(Dataset entries)
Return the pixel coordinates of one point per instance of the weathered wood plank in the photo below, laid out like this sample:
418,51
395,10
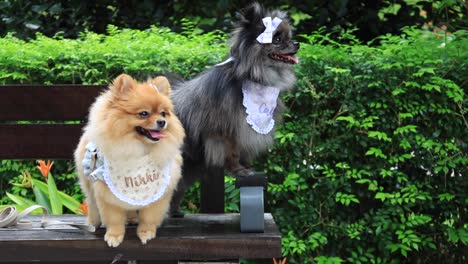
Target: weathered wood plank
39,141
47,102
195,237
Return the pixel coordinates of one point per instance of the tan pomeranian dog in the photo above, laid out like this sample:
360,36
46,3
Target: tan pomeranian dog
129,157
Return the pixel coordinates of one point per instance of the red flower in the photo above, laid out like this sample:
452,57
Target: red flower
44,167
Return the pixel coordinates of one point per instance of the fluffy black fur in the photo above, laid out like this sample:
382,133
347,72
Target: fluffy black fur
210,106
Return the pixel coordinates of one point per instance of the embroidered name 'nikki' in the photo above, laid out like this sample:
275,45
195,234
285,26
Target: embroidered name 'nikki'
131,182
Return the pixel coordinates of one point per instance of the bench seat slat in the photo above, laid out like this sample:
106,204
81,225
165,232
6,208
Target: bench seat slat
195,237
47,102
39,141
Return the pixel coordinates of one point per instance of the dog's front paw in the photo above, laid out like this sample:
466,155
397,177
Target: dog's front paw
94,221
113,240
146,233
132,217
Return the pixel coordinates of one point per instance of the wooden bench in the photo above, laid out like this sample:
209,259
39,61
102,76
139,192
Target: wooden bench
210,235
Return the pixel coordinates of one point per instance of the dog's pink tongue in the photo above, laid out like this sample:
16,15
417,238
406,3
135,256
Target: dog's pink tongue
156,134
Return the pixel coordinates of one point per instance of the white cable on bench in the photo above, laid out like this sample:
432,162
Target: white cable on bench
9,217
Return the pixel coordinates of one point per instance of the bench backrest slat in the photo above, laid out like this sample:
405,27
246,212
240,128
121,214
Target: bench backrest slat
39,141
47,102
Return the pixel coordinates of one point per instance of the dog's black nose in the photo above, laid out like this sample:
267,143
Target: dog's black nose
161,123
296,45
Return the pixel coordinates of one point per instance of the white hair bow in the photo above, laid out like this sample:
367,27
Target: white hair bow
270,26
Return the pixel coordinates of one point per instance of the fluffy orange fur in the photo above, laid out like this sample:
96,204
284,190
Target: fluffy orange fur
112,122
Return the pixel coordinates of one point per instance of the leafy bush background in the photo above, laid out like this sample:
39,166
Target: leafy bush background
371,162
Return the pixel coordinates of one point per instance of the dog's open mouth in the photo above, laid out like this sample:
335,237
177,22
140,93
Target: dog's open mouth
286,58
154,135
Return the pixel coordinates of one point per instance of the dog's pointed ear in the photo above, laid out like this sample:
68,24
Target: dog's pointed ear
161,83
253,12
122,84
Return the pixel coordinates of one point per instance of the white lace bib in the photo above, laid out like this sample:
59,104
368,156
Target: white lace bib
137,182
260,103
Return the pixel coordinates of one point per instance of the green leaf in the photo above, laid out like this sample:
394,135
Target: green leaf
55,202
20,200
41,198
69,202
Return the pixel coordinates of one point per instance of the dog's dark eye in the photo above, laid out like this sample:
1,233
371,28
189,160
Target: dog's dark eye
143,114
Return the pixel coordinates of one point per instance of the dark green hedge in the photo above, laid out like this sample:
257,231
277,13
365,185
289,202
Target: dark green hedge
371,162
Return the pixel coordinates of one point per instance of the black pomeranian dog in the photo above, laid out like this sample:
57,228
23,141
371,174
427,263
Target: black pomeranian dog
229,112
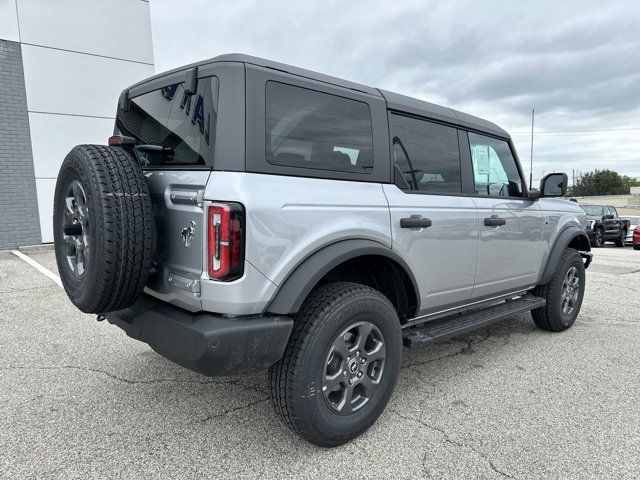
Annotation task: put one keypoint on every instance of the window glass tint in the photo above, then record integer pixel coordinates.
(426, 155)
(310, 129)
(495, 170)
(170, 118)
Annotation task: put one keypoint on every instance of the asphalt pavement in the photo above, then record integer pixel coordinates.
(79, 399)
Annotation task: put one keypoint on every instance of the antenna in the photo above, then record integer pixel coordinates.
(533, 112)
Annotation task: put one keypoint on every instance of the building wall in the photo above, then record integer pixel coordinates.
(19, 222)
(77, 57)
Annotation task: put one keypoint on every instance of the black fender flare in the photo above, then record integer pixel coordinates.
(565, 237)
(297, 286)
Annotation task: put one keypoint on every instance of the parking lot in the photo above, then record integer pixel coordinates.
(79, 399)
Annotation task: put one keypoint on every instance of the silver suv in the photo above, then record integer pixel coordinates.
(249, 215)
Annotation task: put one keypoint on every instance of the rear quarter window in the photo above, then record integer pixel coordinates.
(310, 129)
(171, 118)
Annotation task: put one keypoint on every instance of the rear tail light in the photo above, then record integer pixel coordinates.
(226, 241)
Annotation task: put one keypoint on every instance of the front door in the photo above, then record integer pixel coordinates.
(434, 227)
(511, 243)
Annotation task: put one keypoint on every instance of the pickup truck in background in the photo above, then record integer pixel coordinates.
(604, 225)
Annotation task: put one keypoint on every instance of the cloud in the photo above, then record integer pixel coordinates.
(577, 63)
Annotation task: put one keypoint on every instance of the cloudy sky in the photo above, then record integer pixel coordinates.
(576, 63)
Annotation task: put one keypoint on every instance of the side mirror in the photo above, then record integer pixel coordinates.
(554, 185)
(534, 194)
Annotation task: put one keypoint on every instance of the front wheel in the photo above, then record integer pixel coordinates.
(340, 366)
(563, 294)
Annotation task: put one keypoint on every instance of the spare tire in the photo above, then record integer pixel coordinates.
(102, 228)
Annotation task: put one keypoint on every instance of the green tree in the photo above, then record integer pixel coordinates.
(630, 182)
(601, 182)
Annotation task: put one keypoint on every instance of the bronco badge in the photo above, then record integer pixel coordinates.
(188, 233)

Exercise aim. The records above, copied word for word without the pictures, are what should be output.

Written reply.
Return the pixel coordinates of one point per instance of the weathered wood plank in the photo below, laid out like this sample:
418,51
395,10
Target: weathered wood plank
39,141
47,102
195,237
Return the pixel coordinates of one point per instance of the tan pomeranian dog in the photo above, laid out like this sample:
360,36
46,3
Target: tan pomeranian dog
129,157
Return the pixel coordinates of one point per instance of the red flower in the photo above, laid out like this sample:
452,57
Target: red flower
44,167
Return the pixel coordinates of one point per instance of the fluffy black fur in the photo above, laid out like this sample:
382,133
347,72
Target: fluffy black fur
210,106
Return the pixel coordinates of one point per instance of the embroidered name 'nikki' in the photo above, laid out like this sample:
275,45
195,234
285,26
Target: embroidered name 'nikki'
131,182
Return the pixel coordinates of one point per instance of the bench seat slat in the photo above, laid out like this sample:
106,204
81,225
165,232
6,208
Target: bench seat slat
195,237
47,102
39,141
Return the pixel coordinates of one point per instance of the dog's front paw in the photo above, laid out like this sample:
466,155
397,177
Target: dog's front paw
94,221
113,240
146,233
132,217
Return the pixel coordinates of one point per instance of the wooden bench in the photo above, laid out like this sample:
209,259
39,61
102,76
139,192
Target: wooden bench
210,235
Return the pixel coordinates of one point per instance of the dog's pink tongue in the photo above, laid out like this sample:
16,15
417,238
406,3
135,256
Target: dog's pink tongue
156,134
Return the pixel coordinates of one point per instance of the white cable on bench in the photo above, laid out like this sample:
432,162
Target: white cable on bench
9,217
Return the pixel coordinates of one point per instance of the bench backrest slat in the photo above, laid out like this sample:
405,27
246,212
240,128
121,214
Target: bench backrest slat
39,141
47,102
Return the pixel coordinates of one point per instance of the dog's black nose in the photo above, laid out like this sample:
267,143
Target: dog's black nose
161,123
296,45
Return the pixel coordinates of one point per instance of the white hair bow in the photo above, laid out like this sample:
367,27
Target: white hair bow
270,26
Return the pixel coordinates of one point per instance of the fluffy orange fur in the photo above, laid out like this sample:
96,204
284,190
Target: fluffy orange fur
112,122
Return the pixel coordinates of one point per instance of the leafy bush background in the photo above, laid out like this sample:
39,166
Target: leafy bush background
371,162
Return the pixel coordinates of one point per instance of the dog's open mouth in the photo above, laid out like this sample:
335,237
177,22
140,93
Target: dog's open mouth
286,58
154,135
Return the pixel coordinates of one point per instance of the dog's pointed ear in the photo above, laid out like this sample:
68,24
Target: dog's pointed ear
161,83
253,12
122,84
Return the pixel coordinates of one point per instance of the white lace bib in the photo above, laid out like this sample:
59,104
368,156
Target: white lace bib
137,182
260,103
Return the pixel coordinates of one point per instance of the green leaf in the photo above, laid out like this sample:
394,135
Target: green leaf
55,202
20,200
41,198
69,202
Return the pixel coordinates of one point per instance of the dog's dark eye in the photo above, laid out like this sample:
1,233
371,28
189,160
Target: dog's dark eye
143,114
Return the pixel coordinates of one point per instance of the dark green hedge in the photo above, laid out like this sample:
257,231
277,13
365,185
289,202
Target: dark green hedge
371,162
Return the pixel coordinates of one point per instance of the black pomeranian dog in the photo above, laid out like this sample:
57,228
23,141
371,174
427,263
Target: black pomeranian dog
229,112
Annotation task: put one keypoint on every instance of the window glass tint in the photo above, then record integer pixel coordinates.
(426, 155)
(310, 129)
(495, 170)
(170, 118)
Annotation task: put one keypoint on every instance of the asphalt pavement in the photo above, then record integer pixel coordinates.
(79, 399)
Annotation task: put one keypoint on every instance of the antenna in the photo above, then record integer pixel coordinates.
(533, 112)
Annotation task: put one keypoint on every instance of the building wall in the photo above, then record integer pixel coordinates.
(19, 222)
(77, 57)
Annotation task: put one keypoint on every instance of the black fender flare in the photo above, then record integer pixel coordinates.
(565, 237)
(297, 286)
Annotation task: put one keypoint on every instance of the parking lot in the photo above, then record integer pixel coordinates.
(79, 399)
Annotation task: put one keypoint on every instance of the silver suv in the photo above, then record integer pixel coordinates.
(249, 215)
Annotation task: put one keypoint on every instance of the rear quarter window in the photo above, then record integer pixel coordinates.
(310, 129)
(171, 118)
Annotation task: put one keypoint on every instance of the rear tail light in the photo above, then record integer pixel coordinates.
(226, 241)
Annotation task: put one keypoint on every instance of the front door in the photo above, then record integer pixel coordinates.
(434, 227)
(511, 243)
Annotation task: put one keypoint on every instance of the pickup truck in background in the photo above, then record integer pixel coordinates.
(604, 225)
Annotation task: put one keypoint on every instance of the cloud in the photo above, then record integer pixel coordinates.
(577, 63)
Annotation task: put one keypoint on every instance of the cloudy sky in the photo above, then record integer pixel coordinates.
(576, 63)
Annotation task: put one keypoint on every instance of the side mirror in the photo above, then record integer pixel coordinates.
(554, 185)
(534, 194)
Annotation task: put one keypoint on every instance of the front wheel in the photo above, then record integer pixel coordinates.
(340, 366)
(563, 294)
Annotation task: put one keypoint on every instance of the spare tire in the photo above, then record integer pixel coordinates.
(102, 228)
Annotation task: put one keypoint on every instance of the green tree in the photo above, then record integer pixel coordinates.
(630, 182)
(601, 182)
Annotation task: put one keypoint on every instance of the bronco badge in the photo above, then record integer pixel coordinates.
(188, 233)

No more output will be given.